Consignes: Pour chacune des affirmations suivantes, dites si elle concorde avec le texte extrait ci-dessous, répondez par oui ou par non et citez mot pour mot le passage qui tranche. 1. Les trois pièces d'artillerie sorties par la porte de Flandre purent tirer sur les hussards. 2. Vers le soir, l'ennemi conservait ses positions sans avancer. 3. La Gazette des Pays-Bas du 23 fut distribuée le jeudi 24.

***** Texte extrait

Sur la route de Flandre, les escarmouches ne furent pas moins vives ; la fusillade fut continuelle toute la journée dans la direction du moulin de Ganshooren vers Zellick ; les hussards y étaient avec de l'artillerie ; trois de nos pièces traînées par des chevaux de paysans qui secondaient les nôtres avec courage, sortirent la porte de Flandre vers midi ; mais quand elles arrivèrent sur les hauteurs occupées par les nôtres, les hussards avaient rétrogradé et se trouvaient hors de portée ; il eût été trop imprudent de les poursuivre ; cette artillerie rentra en ville vers le soir, avec un grand nombre de nos détachements, aux acclamations de la foule qui aplanissait les barricades devant elle, et les relevait ensuite sur-le-champ. Ce retour de nos volontaires Bruxellois, Liégeois, Flamands, Wallons, etc. avec leur artillerie ressemblait à une sorte de triomphe.
Nos factionnaires avancés virent distinctement que, vers le soir, l'ennemi conservait toutes ses positions, sans s'avancer. Si par là le prince Frédéric voulut nous tendre un piège et nous endormir sur ses projets homicides du lendemain, il fut encore bien déçu dans ses idées invariablement empreintes d'erreurs et d'illusions !
La Gazette des Pays-Bas du 23, qui, comme nous (page 243) l'avons dit, contenait sa proclamation du 21, fut distribuée tard, le mercredi 22. Cette proclamation, nous le répétons, n'était pas généralement connue à Bruxelles à l'époque du 23 ; cependant, dans plusieurs lieux publics et dans des corps de garde où la feuille fut lue, on s'irrita de plus belle contre cette ouverture à la fois caressante et menaçante ; on la méprisa, on la foula aux pieds ; la gazette fut brûlée dans les rues !

**********
***** Extrait des données

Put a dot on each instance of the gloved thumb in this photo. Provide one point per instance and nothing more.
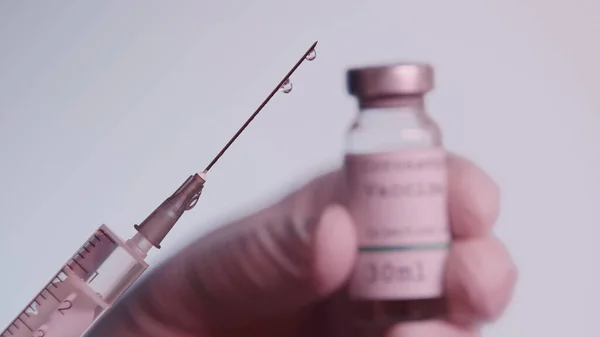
(273, 262)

**********

Corrigé proposé:
1. Non : « les hussards avaient rétrogradé et se trouvaient hors de portée ».
2. Oui : « vers le soir, l'ennemi conservait toutes ses positions, sans s'avancer ».
3. Non : « fut distribuée tard, le mercredi 22 ».